(Stored items)
◇ ◇ ◇ ◇ ◇

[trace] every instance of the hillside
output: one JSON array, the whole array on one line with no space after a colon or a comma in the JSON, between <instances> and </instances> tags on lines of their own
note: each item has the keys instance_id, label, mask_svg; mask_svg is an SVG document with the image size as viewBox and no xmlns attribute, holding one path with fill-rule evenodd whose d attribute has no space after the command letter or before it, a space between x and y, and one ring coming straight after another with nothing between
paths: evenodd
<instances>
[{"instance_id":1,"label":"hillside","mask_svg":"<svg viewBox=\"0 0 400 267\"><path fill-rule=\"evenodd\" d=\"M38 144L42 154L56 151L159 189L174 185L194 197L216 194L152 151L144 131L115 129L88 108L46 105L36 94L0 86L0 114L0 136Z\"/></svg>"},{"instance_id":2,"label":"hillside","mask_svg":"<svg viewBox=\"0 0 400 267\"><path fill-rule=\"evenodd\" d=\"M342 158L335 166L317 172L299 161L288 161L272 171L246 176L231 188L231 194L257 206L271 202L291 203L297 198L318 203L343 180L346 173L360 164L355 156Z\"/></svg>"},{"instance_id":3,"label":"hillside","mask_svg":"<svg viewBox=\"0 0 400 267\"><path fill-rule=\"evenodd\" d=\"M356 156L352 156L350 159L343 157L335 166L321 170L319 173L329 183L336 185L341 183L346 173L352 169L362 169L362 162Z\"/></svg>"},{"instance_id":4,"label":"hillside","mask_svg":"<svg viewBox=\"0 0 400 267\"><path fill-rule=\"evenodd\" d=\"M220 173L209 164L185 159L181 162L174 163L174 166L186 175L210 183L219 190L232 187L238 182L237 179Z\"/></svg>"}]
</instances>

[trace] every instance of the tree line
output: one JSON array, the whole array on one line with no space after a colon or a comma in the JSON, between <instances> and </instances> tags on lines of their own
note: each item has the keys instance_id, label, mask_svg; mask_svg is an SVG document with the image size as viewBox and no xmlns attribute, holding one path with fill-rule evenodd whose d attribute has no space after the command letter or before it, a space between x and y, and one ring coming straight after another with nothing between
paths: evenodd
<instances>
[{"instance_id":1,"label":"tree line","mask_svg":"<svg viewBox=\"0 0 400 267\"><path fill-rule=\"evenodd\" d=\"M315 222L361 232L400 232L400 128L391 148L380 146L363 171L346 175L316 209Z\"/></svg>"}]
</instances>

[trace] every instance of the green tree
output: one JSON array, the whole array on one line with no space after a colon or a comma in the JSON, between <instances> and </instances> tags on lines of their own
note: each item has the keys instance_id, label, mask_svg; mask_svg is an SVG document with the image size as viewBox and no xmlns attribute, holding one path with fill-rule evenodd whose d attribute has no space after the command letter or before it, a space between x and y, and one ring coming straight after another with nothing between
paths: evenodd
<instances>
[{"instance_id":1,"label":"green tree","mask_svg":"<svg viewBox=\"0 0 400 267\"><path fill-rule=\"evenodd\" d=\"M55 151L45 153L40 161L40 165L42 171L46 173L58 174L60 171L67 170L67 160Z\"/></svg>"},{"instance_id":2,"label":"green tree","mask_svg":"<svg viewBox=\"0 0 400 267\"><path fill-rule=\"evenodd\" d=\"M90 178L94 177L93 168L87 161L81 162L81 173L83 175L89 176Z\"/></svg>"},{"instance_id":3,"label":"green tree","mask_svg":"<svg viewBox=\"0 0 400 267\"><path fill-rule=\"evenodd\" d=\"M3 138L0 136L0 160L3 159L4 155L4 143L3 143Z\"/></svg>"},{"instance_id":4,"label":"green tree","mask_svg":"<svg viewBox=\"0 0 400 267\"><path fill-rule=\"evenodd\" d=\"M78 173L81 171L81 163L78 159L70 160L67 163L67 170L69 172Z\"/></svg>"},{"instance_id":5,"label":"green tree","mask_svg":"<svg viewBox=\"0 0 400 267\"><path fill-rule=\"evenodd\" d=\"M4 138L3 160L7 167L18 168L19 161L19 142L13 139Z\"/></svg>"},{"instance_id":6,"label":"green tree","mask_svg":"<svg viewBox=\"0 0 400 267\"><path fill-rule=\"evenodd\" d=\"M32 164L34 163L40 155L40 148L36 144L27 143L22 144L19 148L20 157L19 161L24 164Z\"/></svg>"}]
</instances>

◇ ◇ ◇ ◇ ◇

TASK TO CARRY OUT ▸ If a line in the records above holds the string "every", copy it out.

ANSWER BOX ▸
[trace] every instance of the hillside
[trace] every instance of the tree line
[trace] every instance of the green tree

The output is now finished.